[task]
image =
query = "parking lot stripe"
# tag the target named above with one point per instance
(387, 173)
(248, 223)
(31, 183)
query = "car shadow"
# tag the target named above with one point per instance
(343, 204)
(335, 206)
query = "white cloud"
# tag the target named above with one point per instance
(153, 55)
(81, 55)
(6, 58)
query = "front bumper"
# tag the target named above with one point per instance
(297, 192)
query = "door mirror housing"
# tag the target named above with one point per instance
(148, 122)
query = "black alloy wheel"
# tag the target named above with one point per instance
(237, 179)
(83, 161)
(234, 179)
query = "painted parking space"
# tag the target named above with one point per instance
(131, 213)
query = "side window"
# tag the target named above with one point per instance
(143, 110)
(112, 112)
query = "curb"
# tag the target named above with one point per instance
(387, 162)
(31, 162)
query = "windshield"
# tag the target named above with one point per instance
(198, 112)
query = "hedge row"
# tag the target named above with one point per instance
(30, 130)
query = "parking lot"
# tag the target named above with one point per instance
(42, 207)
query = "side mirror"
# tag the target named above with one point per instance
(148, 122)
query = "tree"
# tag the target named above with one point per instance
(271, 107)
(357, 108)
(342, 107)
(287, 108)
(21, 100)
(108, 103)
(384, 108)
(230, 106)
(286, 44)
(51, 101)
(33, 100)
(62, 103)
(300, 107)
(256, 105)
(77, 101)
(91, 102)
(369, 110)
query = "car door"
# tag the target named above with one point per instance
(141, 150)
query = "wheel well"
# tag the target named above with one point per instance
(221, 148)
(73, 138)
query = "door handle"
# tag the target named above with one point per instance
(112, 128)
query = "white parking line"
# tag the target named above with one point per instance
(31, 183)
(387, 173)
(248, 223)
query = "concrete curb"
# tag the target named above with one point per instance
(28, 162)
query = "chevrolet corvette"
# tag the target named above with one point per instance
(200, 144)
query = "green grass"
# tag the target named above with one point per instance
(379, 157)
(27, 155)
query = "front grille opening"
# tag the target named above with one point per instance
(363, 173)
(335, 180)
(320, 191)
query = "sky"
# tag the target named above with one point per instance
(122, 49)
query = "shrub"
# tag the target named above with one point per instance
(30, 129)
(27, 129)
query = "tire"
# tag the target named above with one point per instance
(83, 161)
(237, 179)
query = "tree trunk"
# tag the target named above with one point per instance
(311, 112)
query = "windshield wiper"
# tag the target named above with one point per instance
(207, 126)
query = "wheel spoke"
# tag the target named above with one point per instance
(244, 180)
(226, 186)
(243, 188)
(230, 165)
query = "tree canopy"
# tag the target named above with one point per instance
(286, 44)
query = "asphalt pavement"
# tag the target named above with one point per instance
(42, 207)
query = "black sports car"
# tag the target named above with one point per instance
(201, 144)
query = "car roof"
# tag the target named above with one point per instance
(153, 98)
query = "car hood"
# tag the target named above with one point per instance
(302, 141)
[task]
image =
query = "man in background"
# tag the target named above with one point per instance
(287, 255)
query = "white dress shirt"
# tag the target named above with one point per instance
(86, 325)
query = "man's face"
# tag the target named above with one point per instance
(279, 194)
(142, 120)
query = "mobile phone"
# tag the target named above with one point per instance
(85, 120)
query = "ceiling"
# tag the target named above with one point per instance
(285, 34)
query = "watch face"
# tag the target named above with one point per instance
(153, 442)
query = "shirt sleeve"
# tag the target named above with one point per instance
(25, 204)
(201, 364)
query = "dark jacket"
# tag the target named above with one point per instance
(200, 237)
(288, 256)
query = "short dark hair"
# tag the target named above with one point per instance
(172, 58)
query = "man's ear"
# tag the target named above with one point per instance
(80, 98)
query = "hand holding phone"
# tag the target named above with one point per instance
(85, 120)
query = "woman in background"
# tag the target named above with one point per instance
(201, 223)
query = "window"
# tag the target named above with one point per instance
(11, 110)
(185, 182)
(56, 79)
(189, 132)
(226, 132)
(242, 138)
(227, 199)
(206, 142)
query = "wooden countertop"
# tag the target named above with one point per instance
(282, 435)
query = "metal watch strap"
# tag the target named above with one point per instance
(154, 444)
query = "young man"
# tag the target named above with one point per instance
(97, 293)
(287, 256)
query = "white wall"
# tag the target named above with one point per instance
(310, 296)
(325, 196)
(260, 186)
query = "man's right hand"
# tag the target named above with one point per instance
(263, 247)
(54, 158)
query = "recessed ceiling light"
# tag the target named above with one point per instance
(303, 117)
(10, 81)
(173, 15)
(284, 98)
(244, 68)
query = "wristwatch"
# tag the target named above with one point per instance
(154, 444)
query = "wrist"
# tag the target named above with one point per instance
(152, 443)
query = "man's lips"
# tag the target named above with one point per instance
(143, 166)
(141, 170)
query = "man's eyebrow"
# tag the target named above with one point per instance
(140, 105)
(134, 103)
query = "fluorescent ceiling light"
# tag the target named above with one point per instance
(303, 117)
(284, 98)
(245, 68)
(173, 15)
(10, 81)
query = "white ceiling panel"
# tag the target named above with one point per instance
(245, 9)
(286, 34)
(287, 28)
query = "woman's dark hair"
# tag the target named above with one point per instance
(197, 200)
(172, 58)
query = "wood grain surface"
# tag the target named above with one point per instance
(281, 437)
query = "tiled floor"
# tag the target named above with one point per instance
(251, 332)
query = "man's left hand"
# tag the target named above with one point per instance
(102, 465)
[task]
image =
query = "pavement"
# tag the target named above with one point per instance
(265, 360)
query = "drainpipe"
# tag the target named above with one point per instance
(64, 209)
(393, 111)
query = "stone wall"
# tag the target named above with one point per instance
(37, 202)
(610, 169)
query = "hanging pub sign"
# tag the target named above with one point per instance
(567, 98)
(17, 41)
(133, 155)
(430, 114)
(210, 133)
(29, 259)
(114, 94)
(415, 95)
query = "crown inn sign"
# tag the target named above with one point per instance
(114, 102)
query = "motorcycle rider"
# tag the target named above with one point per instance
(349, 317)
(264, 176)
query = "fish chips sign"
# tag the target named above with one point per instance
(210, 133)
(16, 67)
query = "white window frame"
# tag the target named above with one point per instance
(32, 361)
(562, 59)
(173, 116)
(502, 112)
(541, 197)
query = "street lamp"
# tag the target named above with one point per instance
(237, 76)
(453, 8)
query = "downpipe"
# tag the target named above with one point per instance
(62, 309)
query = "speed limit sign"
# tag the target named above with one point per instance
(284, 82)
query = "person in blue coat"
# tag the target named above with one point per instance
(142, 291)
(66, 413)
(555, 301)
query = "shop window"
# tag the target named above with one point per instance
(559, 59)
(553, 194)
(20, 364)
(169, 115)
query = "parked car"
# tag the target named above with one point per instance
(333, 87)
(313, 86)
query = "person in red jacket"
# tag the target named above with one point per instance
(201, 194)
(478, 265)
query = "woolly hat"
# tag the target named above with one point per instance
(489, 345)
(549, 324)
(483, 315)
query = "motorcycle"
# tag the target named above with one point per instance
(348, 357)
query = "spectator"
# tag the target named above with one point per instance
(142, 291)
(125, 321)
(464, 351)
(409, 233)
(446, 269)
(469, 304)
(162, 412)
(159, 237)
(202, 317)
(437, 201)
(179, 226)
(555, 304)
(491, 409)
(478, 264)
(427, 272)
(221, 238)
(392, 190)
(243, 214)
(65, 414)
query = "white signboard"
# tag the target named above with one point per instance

● ● ● ● ● ● ●

Return all of the entries exactly as they were supplied.

[task]
image =
query = "parking lot stripe"
# tag the target named above with one point per instance
(387, 173)
(248, 223)
(31, 183)
query = "car shadow"
# tag the target named above with one point per instance
(343, 204)
(335, 206)
query = "white cloud"
# tag the target named above with one point per instance
(153, 55)
(81, 55)
(6, 58)
query = "front bumper"
# tag the target named above with one point per instance
(297, 192)
query = "door mirror housing"
# tag the target named above with one point per instance
(148, 122)
query = "black alloy wheel"
# tag the target named above with one point per instance
(237, 179)
(83, 161)
(234, 179)
query = "painted parking space"
# tag the target named above with one point per instance
(131, 213)
query = "side window"
# tag the target named above with one point per instance
(143, 110)
(112, 112)
query = "curb"
# tag the target named above with one point per instance
(387, 162)
(31, 162)
query = "windshield"
# tag the target named above with one point per instance
(198, 112)
query = "hedge row"
# tag the target named above with one point per instance
(30, 130)
query = "parking lot"
# tag the target named above with one point per instance
(42, 207)
query = "side mirror"
# tag the target named above with one point per instance
(148, 122)
query = "tree"
# tag the target named above with one point per instance
(271, 107)
(357, 108)
(342, 107)
(287, 108)
(21, 100)
(108, 103)
(384, 108)
(230, 106)
(286, 44)
(51, 101)
(33, 100)
(62, 103)
(300, 107)
(256, 105)
(77, 101)
(91, 102)
(369, 110)
query = "car door"
# tag the target named above with one point per instance
(141, 150)
query = "wheel well"
# tag the target named above with one point per instance
(221, 148)
(73, 138)
query = "door handle"
# tag the target named above with one point per instance
(112, 128)
query = "white parking line"
# tag the target named above with one point per instance
(31, 183)
(387, 173)
(248, 223)
query = "concrete curb"
# tag the target named above with one point per instance
(28, 162)
query = "chevrolet corvette"
# tag the target named above with one point per instance
(200, 144)
query = "green grass"
# tag the target named above with one point per instance
(379, 157)
(27, 155)
query = "front grille opening"
# tag the target named above with one point per instance
(363, 173)
(335, 180)
(320, 191)
query = "sky"
# tag the target named above with one point per instance
(122, 49)
query = "shrub"
# tag the target named above with one point per instance
(30, 129)
(27, 129)
query = "tire"
# tag the target named above with one point per instance
(83, 161)
(237, 179)
query = "tree trunk"
# tag the target named above with one point per instance
(311, 112)
query = "windshield wiper"
# tag the target named above with one point per instance
(207, 126)
query = "wheel spoke"
# tag the target named above with one point per instance
(244, 180)
(226, 186)
(243, 188)
(230, 165)
query = "tree canopy"
# tag the target named above with one point per instance
(286, 44)
query = "asphalt pavement"
# tag the target named above with one point per instance
(42, 207)
query = "black sports car"
# tag the target named above with one point per instance
(201, 144)
query = "car roof"
# tag the target named above with one point per instance
(153, 98)
query = "car hood"
# tag the target named above with one point per instance
(302, 141)
[task]
image =
query = "man in background"
# tag the target named above with one point per instance
(287, 255)
query = "white dress shirt"
# tag the target named above with one point per instance
(86, 325)
query = "man's face"
# tag the target named above with one point per instance
(279, 194)
(142, 120)
query = "mobile phone"
# tag the target named above with one point per instance
(85, 120)
query = "ceiling"
# tag the target named above with one point per instance
(285, 34)
query = "watch face"
# tag the target named above with one point per instance
(153, 442)
query = "shirt sleeve"
# tag the target named above with one point per instance
(25, 204)
(201, 364)
query = "dark jacket"
# tag the target named above with one point per instance
(200, 237)
(288, 256)
query = "short dark hair"
# tag the target named above with one point per instance
(172, 58)
query = "man's ear"
# tag the target named above with one point per instance
(80, 98)
query = "hand holding phone"
# tag the target named above with one point per instance
(85, 120)
query = "woman in background"
# tag the target named above with one point per instance
(201, 223)
query = "window"
# tag the target named above with one point per instance
(11, 110)
(185, 182)
(56, 79)
(189, 132)
(226, 132)
(242, 138)
(227, 199)
(206, 142)
query = "wooden countertop"
# tag the target named above with one point per instance
(282, 435)
query = "metal watch strap"
# tag the target named above with one point per instance
(154, 444)
query = "young man"
# tag the target named above with one point per instance
(97, 293)
(287, 256)
query = "white wall"
# tag the target named above with one point per instance
(310, 296)
(325, 196)
(260, 186)
query = "man's right hand"
# tag the target named above with one point per instance
(263, 247)
(54, 158)
query = "recessed ceiling light"
# tag the target named above with one point per instance
(303, 117)
(10, 81)
(173, 15)
(284, 98)
(244, 68)
query = "wristwatch"
# tag the target named above with one point per instance
(154, 444)
query = "wrist"
# tag the target named above with one point per instance
(152, 443)
query = "man's lips"
# tag the target named above with one point per instance
(143, 166)
(141, 170)
query = "man's eyebrow"
# tag the target named above with one point per instance
(140, 105)
(134, 103)
query = "fluorescent ceiling light"
# tag the target named above with one point per instance
(303, 117)
(284, 98)
(245, 68)
(173, 15)
(10, 81)
query = "white ceiling panel"
# tag the target named above with one point per instance
(245, 9)
(286, 34)
(287, 28)
query = "woman's dark hair"
# tag the target named above with one point per instance
(197, 200)
(172, 58)
query = "wood grain surface"
# tag the target named above with one point per instance
(281, 437)
query = "tiled floor"
# tag the target named above with one point per instance
(251, 332)
query = "man's left hand"
# tag the target named above with one point per instance
(102, 465)
[task]
image =
query = "pavement"
# tag the target named above with one point per instance
(265, 360)
query = "drainpipe"
# tag the target named above with one point per instance
(64, 209)
(393, 111)
query = "stone wall"
# tag the target named above with one point per instance
(37, 202)
(610, 169)
query = "hanging pub sign"
# tag the target named above with one point per instance
(567, 98)
(17, 41)
(133, 155)
(430, 114)
(210, 133)
(29, 259)
(114, 94)
(415, 95)
query = "crown inn sign"
# tag the target named above with one point per instance
(114, 102)
query = "motorcycle rider"
# tag the target named above with one point per instance
(349, 317)
(264, 176)
query = "fish chips sign"
# tag the target named above with one point per instance
(210, 133)
(16, 67)
query = "white window frame"
# tag the target named above with one point per instance
(32, 361)
(562, 59)
(173, 116)
(502, 112)
(541, 197)
query = "street lamp"
# tag the target named above with one point per instance
(237, 76)
(453, 8)
query = "downpipe"
# tag the target named above with one point per instance
(62, 309)
query = "speed limit sign"
# tag the target named above with one point per instance
(284, 82)
query = "person in blue coat"
# tag the target named above with one point per instance
(142, 291)
(66, 413)
(555, 301)
query = "shop window"
# tag the target named above with one point per instance
(559, 59)
(553, 194)
(20, 364)
(169, 115)
query = "parked car"
# tag the target named above with one point per instance
(333, 87)
(313, 86)
query = "person in red jacket"
# tag the target named above with one point per instance
(201, 194)
(478, 265)
query = "woolly hat"
# tag the target named above with one point per instance
(489, 345)
(549, 324)
(483, 315)
query = "motorcycle"
# tag the target named above with one point per instance
(348, 357)
query = "spectator"
# tag the target named above with one point per instance
(142, 291)
(125, 321)
(464, 351)
(409, 233)
(446, 269)
(469, 304)
(162, 412)
(159, 237)
(202, 317)
(437, 201)
(179, 226)
(555, 304)
(491, 409)
(478, 264)
(427, 272)
(221, 238)
(392, 190)
(243, 214)
(65, 414)
query = "white signboard"
# tag the target named above with one point per instance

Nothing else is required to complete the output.